◆ **Exercise tasks**
1. Using the text on early Chinese printing, answer each question:
(a) How many commonly used characters did Bi Sheng create first?
(b) By what year was sturdier type being made out of bronze?
(c) From what material was the primitive paper that existed in China by Cai Lun's time made?
2. Transcribe the section of the text on early Chinese printing that begins at the words "But the process" and stops after "could be reused.".

Not much is known about the life of Bi Sheng, a common artisan who was born in China around 990AD during the Northern Song Dynasty. But thanks to Chinese scholar Shen Kuo's writings, we know what Bi invented.
Up to that time in China, paper was printed using large woodblocks, with ink applied to the raised carved surface of the block. This allowed multiple copies of text to be made cheaply by pressing paper onto the inked blocks.
But the process of carving each block was time-consuming and difficult.
Some time between 1041 and 1048AD, Bi invented a technique for printing with moveable type, using porcelain to create single Chinese characters.
He first created 3,000 of the most commonly used characters, which he stored in wooden cases. They were arranged according to pronunciation to make it easy to find the right one.
When it was time to print, the necessary characters were arranged on an iron board, and ink, then paper, was applied. While one board was being used for printing, another was being prepared for the next page, making the process very speedy. And of course, all the characters could be reused.
Over the years, this technique was refined and, by 1490, sturdier type was being made out of bronze. But because the Chinese alphabet comprised thousands of characters, it was still cheaper to print by the old woodblock system. Bi's landmark invention did not come into its own until it reached Europe. There, in 1540, Johannes Gutenberg began using raised alphabet characters cast on moveable metal types.
The modern mass-printing machine was born, revolutionising the communication of ideas, and creating the Renaissance, the Enlightenment and our modern world.
Cai Lun was born around AD62 during the Eastern Han dynasty. He became a court eunuch under Emperor He and rose rapidly through the ranks until, in AD89, he was put in charge of making instruments and weapons.
By this time, a primitive type of paper made from hemp already existed in China, but it was of very poor quality and not widely used. Most official writing was recorded on bamboo tablets (which were heavy) or on pieces of silk (which were very expensive).

◆ **Data block**
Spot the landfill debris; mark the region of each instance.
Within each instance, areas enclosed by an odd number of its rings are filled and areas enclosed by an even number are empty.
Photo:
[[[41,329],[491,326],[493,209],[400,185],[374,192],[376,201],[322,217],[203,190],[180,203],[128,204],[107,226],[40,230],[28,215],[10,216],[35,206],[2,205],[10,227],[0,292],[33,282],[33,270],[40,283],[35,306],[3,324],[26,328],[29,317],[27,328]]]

◆ **Final results**
1.
(a) 3,000
(b) 1490
(c) Hemp

2.
But the process of carving each block was time-consuming and difficult.
Some time between 1041 and 1048AD, Bi invented a technique for printing with moveable type, using porcelain to create single Chinese characters.
He first created 3,000 of the most commonly used characters, which he stored in wooden cases. They were arranged according to pronunciation to make it easy to find the right one.
When it was time to print, the necessary characters were arranged on an iron board, and ink, then paper, was applied. While one board was being used for printing, another was being prepared for the next page, making the process very speedy. And of course, all the characters could be reused.